Written request 1 -
Transcribe the forum exchange on the power draw of Tesla's chip in full, word for word.

Passage shown -
<<<<

Tesla claim 72w for theirs.

https://cdn.vox-cdn.com/uploads/chorus_ ... _ai_15.jpg
Marketing slide.

That is just for a single chip, the associated hardware such as memory/storage, connectivity, etc will increase that into the 100s.
Then there will be multiple chips/packages; for both performing different tasks as possibly for resiliency/failover.

Production systems will be significantly less than the development vehicles, but still much higher than 72w.
This is production. In the cars already. Samsung in Texas manufacture the chip. Memory less power than processor. Connectivy in what sense consumes power? "100s" is a number you made up. Processor is built as two concurrently running halves for redundancy--leading to their "shootable" claim. This is all freely available info released months ago. I cannot vouch for any of it other than to say: why would they start lying at this point in their history.
Processor = ~72W
8GB GDDR5 (for example) = ~20-25W. Given the size of the datasets and models the systems could be running multiple of this, so 20-25W or 40-50W or maybe even 80-100W just in RAM (or less RAM per server but more servers)

>>>>

Stored data -

<<<<

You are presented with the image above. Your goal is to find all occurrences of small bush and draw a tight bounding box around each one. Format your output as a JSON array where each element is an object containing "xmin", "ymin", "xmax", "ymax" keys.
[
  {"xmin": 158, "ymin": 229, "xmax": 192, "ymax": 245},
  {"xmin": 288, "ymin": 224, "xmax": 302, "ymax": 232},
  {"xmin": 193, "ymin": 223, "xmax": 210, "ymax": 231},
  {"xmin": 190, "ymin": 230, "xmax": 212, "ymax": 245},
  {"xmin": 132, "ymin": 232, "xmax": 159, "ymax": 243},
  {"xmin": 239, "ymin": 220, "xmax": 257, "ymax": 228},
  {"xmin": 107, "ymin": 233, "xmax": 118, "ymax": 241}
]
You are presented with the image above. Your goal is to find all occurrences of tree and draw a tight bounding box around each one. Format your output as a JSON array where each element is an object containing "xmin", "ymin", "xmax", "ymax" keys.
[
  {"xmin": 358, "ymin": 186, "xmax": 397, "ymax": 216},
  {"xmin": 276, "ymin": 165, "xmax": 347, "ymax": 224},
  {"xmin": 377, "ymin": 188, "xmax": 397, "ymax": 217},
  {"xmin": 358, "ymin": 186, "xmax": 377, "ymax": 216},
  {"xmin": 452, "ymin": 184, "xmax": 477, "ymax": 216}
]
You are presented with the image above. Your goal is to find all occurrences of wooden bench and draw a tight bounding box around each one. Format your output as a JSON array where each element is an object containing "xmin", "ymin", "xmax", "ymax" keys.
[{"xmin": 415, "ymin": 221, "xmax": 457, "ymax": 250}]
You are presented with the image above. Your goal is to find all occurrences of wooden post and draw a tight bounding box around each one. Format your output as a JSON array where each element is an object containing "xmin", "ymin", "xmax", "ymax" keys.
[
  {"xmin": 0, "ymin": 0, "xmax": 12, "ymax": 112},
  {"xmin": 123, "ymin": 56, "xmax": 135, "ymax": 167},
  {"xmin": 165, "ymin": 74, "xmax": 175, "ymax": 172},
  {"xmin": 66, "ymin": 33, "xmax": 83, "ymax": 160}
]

>>>>

Written request 2 -
In the records, from the line containing "of wooden post" through the end of the records, inclusive, replace "tight" with "snug" and change nothing else. Output only those lines.

Exercise solution 1 -
Tesla claim 72w for theirs.

https://cdn.vox-cdn.com/uploads/chorus_ ... _ai_15.jpg
Marketing slide.

That is just for a single chip, the associated hardware such as memory/storage, connectivity, etc will increase that into the 100s.
Then there will be multiple chips/packages; for both performing different tasks as possibly for resiliency/failover.

Production systems will be significantly less than the development vehicles, but still much higher than 72w.
This is production. In the cars already. Samsung in Texas manufacture the chip. Memory less power than processor. Connectivy in what sense consumes power? "100s" is a number you made up. Processor is built as two concurrently running halves for redundancy--leading to their "shootable" claim. This is all freely available info released months ago. I cannot vouch for any of it other than to say: why would they start lying at this point in their history.
Processor = ~72W
8GB GDDR5 (for example) = ~20-25W. Given the size of the datasets and models the systems could be running multiple of this, so 20-25W or 40-50W or maybe even 80-100W just in RAM (or less RAM per server but more servers)

Exercise solution 2 -
You are presented with the image above. Your goal is to find all occurrences of wooden post and draw a snug bounding box around each one. Format your output as a JSON array where each element is an object containing "xmin", "ymin", "xmax", "ymax" keys.
[
  {"xmin": 0, "ymin": 0, "xmax": 12, "ymax": 112},
  {"xmin": 123, "ymin": 56, "xmax": 135, "ymax": 167},
  {"xmin": 165, "ymin": 74, "xmax": 175, "ymax": 172},
  {"xmin": 66, "ymin": 33, "xmax": 83, "ymax": 160}
]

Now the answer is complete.